▸ Problem
Count the lines in the listing below that contain the string "jersey", and report only that number.

▸ Materials provided
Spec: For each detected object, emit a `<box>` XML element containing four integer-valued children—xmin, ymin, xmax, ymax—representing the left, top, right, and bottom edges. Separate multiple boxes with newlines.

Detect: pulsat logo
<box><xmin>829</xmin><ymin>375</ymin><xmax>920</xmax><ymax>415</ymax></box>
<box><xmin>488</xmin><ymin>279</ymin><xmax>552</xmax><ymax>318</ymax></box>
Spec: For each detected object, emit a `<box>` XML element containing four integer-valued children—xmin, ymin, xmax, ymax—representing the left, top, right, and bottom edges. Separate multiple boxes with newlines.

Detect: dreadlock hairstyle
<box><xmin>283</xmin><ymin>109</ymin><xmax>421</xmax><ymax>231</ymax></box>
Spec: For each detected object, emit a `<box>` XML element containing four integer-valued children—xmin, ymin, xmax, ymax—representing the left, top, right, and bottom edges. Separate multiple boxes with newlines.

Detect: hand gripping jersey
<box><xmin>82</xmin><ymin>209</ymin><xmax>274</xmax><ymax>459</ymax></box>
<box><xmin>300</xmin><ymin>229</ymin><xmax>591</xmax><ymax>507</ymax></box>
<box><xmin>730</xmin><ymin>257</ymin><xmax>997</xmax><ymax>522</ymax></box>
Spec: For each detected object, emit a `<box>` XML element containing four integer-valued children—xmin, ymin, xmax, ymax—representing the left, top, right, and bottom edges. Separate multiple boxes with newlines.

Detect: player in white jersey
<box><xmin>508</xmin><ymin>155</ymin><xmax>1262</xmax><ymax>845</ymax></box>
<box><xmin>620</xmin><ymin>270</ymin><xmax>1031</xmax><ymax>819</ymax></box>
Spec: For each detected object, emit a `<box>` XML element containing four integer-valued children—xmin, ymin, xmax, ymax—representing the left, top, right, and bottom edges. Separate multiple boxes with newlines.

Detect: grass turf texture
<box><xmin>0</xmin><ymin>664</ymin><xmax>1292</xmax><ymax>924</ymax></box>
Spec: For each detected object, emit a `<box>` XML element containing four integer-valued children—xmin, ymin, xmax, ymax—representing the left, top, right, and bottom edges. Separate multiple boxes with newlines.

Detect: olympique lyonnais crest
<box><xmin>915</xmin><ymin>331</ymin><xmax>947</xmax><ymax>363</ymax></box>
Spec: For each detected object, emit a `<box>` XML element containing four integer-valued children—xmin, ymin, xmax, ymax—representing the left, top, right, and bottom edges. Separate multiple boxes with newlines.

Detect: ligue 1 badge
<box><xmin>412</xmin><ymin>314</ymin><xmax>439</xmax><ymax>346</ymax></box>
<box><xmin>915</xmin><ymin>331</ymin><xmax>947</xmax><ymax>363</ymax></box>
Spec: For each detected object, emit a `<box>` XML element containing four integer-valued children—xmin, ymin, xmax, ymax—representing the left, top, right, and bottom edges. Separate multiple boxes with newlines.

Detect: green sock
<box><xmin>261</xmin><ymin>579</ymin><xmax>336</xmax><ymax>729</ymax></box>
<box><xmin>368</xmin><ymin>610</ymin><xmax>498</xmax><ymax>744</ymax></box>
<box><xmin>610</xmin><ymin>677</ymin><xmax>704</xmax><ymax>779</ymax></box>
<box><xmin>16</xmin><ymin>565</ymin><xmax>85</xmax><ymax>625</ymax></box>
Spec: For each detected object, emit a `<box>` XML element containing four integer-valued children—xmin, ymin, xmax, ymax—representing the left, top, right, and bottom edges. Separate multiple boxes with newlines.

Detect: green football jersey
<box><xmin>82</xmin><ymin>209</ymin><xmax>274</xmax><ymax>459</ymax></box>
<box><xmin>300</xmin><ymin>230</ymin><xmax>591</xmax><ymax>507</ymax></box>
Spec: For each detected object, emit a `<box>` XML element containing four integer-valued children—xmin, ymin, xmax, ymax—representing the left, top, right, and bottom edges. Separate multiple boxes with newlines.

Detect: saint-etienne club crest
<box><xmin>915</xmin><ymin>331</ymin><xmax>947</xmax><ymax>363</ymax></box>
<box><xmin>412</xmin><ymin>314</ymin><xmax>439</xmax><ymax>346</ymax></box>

▸ Full solution
3